What is needed →
Can you format all of the data below as a numbered list, with any blank lines left out?

Exercise materials →
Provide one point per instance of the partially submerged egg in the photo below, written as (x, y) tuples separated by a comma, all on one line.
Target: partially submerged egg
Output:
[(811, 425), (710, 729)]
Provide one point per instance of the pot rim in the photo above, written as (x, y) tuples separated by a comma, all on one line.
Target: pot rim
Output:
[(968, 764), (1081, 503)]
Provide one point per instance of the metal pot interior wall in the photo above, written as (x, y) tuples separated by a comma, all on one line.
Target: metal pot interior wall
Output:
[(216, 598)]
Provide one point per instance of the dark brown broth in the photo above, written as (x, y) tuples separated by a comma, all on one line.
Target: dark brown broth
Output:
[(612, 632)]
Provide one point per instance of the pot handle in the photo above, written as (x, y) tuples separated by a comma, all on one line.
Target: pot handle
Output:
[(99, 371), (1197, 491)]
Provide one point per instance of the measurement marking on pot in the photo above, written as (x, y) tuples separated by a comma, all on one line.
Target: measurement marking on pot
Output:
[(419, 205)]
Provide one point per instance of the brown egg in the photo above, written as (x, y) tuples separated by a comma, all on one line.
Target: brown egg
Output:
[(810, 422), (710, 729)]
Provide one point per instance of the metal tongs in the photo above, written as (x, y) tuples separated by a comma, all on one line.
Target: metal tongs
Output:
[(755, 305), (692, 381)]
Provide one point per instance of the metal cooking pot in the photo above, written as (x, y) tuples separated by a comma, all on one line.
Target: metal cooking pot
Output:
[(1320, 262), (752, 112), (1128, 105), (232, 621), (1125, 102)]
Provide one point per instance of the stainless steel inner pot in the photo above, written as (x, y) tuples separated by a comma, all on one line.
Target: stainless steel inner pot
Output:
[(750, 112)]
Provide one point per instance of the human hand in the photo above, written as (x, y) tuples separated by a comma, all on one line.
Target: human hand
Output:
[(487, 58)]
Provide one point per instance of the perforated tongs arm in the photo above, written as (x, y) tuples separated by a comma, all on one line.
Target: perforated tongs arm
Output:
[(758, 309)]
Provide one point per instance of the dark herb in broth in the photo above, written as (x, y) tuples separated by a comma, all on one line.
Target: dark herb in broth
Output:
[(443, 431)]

Task response →
1. Provide one point per instance of the partially submerged egg in the photo below, written as (x, y) tuples separated by a comma, all on one line.
2. Target: partially submerged egg
3. Output:
4. [(811, 425), (710, 729)]
5. Provide one point per instance of the pot rim in the photo above, written as (x, y) tuples separated by a comma, all on one line.
6. Target: pot rim
7. Output:
8. [(968, 764), (1081, 503)]
9. Provide one point per instance of the metal pot interior wall in the photo above, written as (x, y) tuples separated by a comma, all on one line.
10. Target: metal pot interior wall
11. Output:
12. [(216, 598)]
13. Provide one point per instance of the dark brown broth in the photo above, written as (x, y) tuples separated by a comma, all on one line.
14. Target: dark brown broth
15. Output:
16. [(612, 632)]
17. Provide one point per instance of the pot handle in the photo above, written as (x, y) tuples separated by a comma, all on one line.
18. Target: pot handle
19. Output:
20. [(99, 371), (1197, 491)]
21. Provide one point per instance of the measurement marking on pot in the photo above, written as (x, y) tuples separated by a comma, all on one line.
22. Target: measurement marking on pot
23. Output:
24. [(419, 205)]
25. Provide one point per instance of the brown egg in the photo above, written as (x, y) tuples separated by a comma, all on one line.
26. Target: brown egg
27. Output:
28. [(810, 422), (710, 729)]
29. Provide one point per instance of the metal tongs in the photo above, written as (x, y) tuples separated by a comma, all on one line.
30. Target: metal tongs
31. Output:
32. [(755, 305), (692, 381)]
33. Provide one point per instance of the metal cooking pot in the photo above, written as (x, y) tuples separated by a comma, all on one line.
34. Target: metal cooking pot
35. Output:
36. [(1320, 262), (752, 112), (1128, 105), (232, 621), (1125, 102)]
37. Provide one point per instance of the stainless steel inner pot in the photo above, written as (x, y) tuples separated by a comma, all on one line.
38. Target: stainless steel inner pot
39. Output:
40. [(750, 112)]
41. Provide one point per instance of the human hand in the photo above, written as (x, y) tuples separated by a comma, all on one line.
42. Target: human hand
43. Output:
44. [(487, 58)]
45. Provide one point per instance of the perforated tongs arm in the photo above, written as (x, y) tuples separated by a comma, all on one line.
46. Target: perforated tongs arm
47. Output:
48. [(758, 309)]
49. Provide one point per instance of the dark herb in broth in the photo above, written as (x, y) tuples separated by a comma, all on one line.
50. Target: dark herb in broth
51. Output:
52. [(443, 431)]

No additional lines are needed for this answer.